Excerpted text |
· · · · · · ·

Tuesday, August 17, 2010

Google Wave killed to focus on the Aussie NBN?

Opinion

It is well known that Google recently killed their implementation of Wave. It is also well known that Australia’s current Labor government has currently promised to build a $43 billion Fibre-To-The-Home National Broadband Network (NBN). The first nodes are now operational in Tasmania, with (hopefully) much more to come.

It has recently been announced that the NBN will improve its coverage to 93% of the population, and deliver even higher speeds of up to 1000 Mbps (up from 100 Mbps). That’s the same speed promised by Google’s experimental network in the USA for 50,000 to 500,000 people, except it’s potentially on the scale of up to 93% of 22.4 million people. I don't think anyone at Google Australia missed this...the right kind of sufficiently pure fibre should be capable of 50Gbps or maybe even much more.

Even if only a small portion of Australians actually take up the offer it could easily be on par with the US experiment. If Google, with some of the cleverest engineers on the planet figures out killer apps for Aussie blokes and sheilas and their real families...there's an easy roadmap for taking the experiment to a level that's an order of magnitude larger.

· · · · · · ·

Supplied data |
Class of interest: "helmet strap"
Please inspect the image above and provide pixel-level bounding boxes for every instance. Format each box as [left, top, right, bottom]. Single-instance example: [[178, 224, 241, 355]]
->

· · · · · · ·

Job |
Repeat the blog post about Google Wave and the Australian NBN word for word.

Exercise answer |
Tuesday, August 17, 2010

Google Wave killed to focus on the Aussie NBN?

Opinion

It is well known that Google recently killed their implementation of Wave. It is also well known that Australia’s current Labor government has currently promised to build a $43 billion Fibre-To-The-Home National Broadband Network (NBN). The first nodes are now operational in Tasmania, with (hopefully) much more to come.

It has recently been announced that the NBN will improve its coverage to 93% of the population, and deliver even higher speeds of up to 1000 Mbps (up from 100 Mbps). That’s the same speed promised by Google’s experimental network in the USA for 50,000 to 500,000 people, except it’s potentially on the scale of up to 93% of 22.4 million people. I don't think anyone at Google Australia missed this...the right kind of sufficiently pure fibre should be capable of 50Gbps or maybe even much more.

Even if only a small portion of Australians actually take up the offer it could easily be on par with the US experiment. If Google, with some of the cleverest engineers on the planet figures out killer apps for Aussie blokes and sheilas and their real families...there's an easy roadmap for taking the experiment to a level that's an order of magnitude larger.